Quiet Surrender in Precedent-Setting Counselor Conscience Case “Permitting secular exemptions but not religious ones and failing to apply the policy in an even-handed, much less a faith-neutral, manner to Ward.” — 6th Circuit Court of Appeals
Melinda Skea 202-349-7224 firstname.lastname@example.org
Eastern Michigan University quietly threw in the towel on Monday, settling its lawsuitwith its former student Julea Ward. The University had expelled Ward from her graduate counseling degree program when she sought to use a patient referral mechanism that other student counselors were allowed to use. Her sin? She wanted to refer patients for religious reasons: she did not feel that she could in good faith provide same-sex couples advice on their relationship because she believed those relationships to be sinful. The problem for the University was that it allowed student counselors to refer patients for all sorts of reasons and Ward violated no written University policy; in short, Ward was being targeted. The University’s punishment of Ward earned it a rebuke from the federal Sixth Circuit Court of Appeals in Cincinnati, which held that the University was “permitting secular exemptions but not religious ones and failing to apply the policy in an even-handed, much less a faith-neutral, manner to Ward.” This reasoning followed the Becket Fund’s amicus brief filed in the appeal.

### Work to complete
[a] According to the text on the Julea Ward case, which court rebuked Eastern Michigan University for punishing Ward?
[b] Continue the text on the Julea Ward case, picking up after its final sentence.

[Point-per-instance localization data]
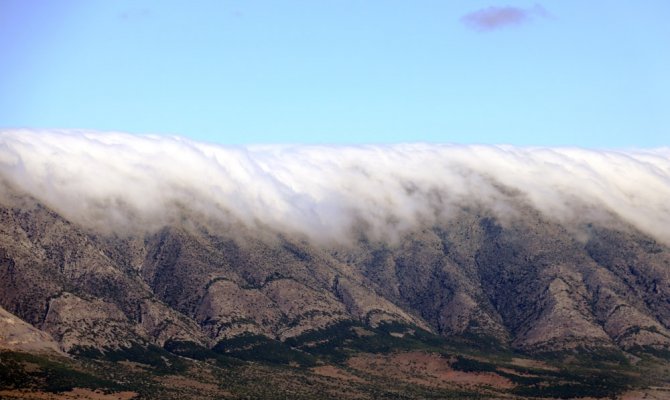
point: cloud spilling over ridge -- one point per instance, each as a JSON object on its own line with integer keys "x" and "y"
{"x": 492, "y": 18}
{"x": 121, "y": 181}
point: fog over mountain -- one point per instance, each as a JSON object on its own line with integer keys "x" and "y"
{"x": 122, "y": 182}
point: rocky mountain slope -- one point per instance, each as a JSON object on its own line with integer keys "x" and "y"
{"x": 527, "y": 282}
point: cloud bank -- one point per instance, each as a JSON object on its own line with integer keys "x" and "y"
{"x": 119, "y": 181}
{"x": 492, "y": 18}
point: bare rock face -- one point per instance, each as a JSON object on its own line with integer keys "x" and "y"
{"x": 74, "y": 322}
{"x": 18, "y": 335}
{"x": 528, "y": 282}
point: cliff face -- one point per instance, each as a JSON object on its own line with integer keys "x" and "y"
{"x": 526, "y": 281}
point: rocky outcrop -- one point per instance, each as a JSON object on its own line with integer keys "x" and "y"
{"x": 526, "y": 281}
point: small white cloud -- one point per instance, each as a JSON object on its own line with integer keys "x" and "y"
{"x": 492, "y": 18}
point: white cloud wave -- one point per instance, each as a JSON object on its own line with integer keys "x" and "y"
{"x": 120, "y": 181}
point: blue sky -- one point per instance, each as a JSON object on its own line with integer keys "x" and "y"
{"x": 563, "y": 72}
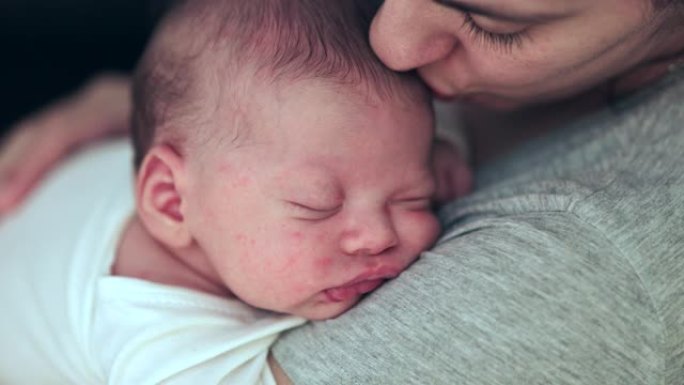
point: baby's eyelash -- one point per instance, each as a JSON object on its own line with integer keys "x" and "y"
{"x": 504, "y": 41}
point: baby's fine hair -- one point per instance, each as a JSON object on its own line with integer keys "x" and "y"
{"x": 275, "y": 39}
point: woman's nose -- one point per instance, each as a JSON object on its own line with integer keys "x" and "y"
{"x": 405, "y": 36}
{"x": 369, "y": 235}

### Exercise results
[a] The federal Sixth Circuit Court of Appeals in Cincinnati.

[b]
Ward v. Wilbanks is another example of government officials using the power they have to try to force a kind of ideological conformity onto those who dissent from academic pieties. The University’s decision to give up, pay Ward, and issue her a clean academic record indicates that the First Amendment is still a significant bulwark against the bureaucratic urge to squelch diversity of ideas. But it is a bulwark that still requires defenders.